Referring expression pointing data:
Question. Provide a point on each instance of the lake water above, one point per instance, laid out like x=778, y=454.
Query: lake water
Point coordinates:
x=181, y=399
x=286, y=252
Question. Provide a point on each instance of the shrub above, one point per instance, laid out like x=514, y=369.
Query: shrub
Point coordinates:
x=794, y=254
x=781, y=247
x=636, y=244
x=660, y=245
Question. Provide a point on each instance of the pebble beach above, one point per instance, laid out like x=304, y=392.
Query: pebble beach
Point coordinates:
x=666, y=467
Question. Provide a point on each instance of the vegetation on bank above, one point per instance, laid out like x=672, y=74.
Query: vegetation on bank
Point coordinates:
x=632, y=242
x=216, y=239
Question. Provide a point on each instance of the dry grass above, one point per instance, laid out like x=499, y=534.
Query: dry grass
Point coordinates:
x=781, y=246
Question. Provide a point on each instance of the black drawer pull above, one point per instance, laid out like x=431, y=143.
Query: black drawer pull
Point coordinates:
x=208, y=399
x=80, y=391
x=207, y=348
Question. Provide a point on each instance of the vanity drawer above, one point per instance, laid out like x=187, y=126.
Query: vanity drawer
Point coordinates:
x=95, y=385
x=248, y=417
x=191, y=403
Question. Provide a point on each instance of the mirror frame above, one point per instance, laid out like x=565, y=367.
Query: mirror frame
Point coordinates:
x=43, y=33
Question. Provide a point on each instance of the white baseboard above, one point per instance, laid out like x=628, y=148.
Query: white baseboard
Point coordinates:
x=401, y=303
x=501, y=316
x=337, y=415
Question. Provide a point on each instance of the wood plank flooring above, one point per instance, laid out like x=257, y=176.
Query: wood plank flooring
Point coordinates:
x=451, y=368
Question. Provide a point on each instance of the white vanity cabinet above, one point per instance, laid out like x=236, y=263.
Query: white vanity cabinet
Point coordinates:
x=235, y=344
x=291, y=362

(What is needed):
The exact wording of every entry above should be written out again.

(Task solution):
Question. Provide a point on each instance of the lake water above, one point per instance, laid out like x=778, y=454.
Query: lake water
Point coordinates:
x=181, y=399
x=286, y=252
Question. Provide a point on each instance of the shrub above, one point per instance, laid out like x=514, y=369.
Query: shrub
Point coordinates:
x=794, y=254
x=781, y=247
x=636, y=244
x=660, y=245
Question. Provide a point on each instance of the pebble beach above, one point per instance, laid out like x=304, y=392.
Query: pebble beach
Point coordinates:
x=666, y=467
Question. Provide a point on each instance of the vegetation on bank above, one point per instance, laid out like x=672, y=74.
Query: vegetation on bank
Point coordinates:
x=632, y=242
x=216, y=239
Question. Provide a point on each instance of the dry grass above, one point per instance, laid out like x=499, y=534.
Query: dry grass
Point coordinates:
x=781, y=246
Question. Provide a point on each instance of the black drawer pull above, one point per instance, laid out like x=431, y=143.
Query: black drawer pull
Point coordinates:
x=208, y=399
x=80, y=391
x=207, y=348
Question. Provide a point on each instance of the vanity drawer above, one point per instance, laid out like x=187, y=126.
Query: vanity drawer
Point coordinates:
x=95, y=385
x=248, y=417
x=191, y=403
Question. Provide a point on each instance of the mirror frame above, one point per instance, laid out like x=565, y=367.
Query: mirror frame
Point coordinates:
x=43, y=33
Question. Provide a point on each instance of the white baseboard above, one point per instance, laid out like x=628, y=148.
Query: white baseboard
Point coordinates:
x=401, y=303
x=501, y=316
x=337, y=415
Question. Provide a point on each instance of the wood plank flooring above, one point per instance, laid out like x=257, y=176.
Query: wood plank flooring
Point coordinates:
x=451, y=368
Question. Provide a point on each instance of the white vanity cabinet above, one point per instance, laid out like x=236, y=263.
Query: white vanity cabinet
Point coordinates:
x=235, y=344
x=291, y=362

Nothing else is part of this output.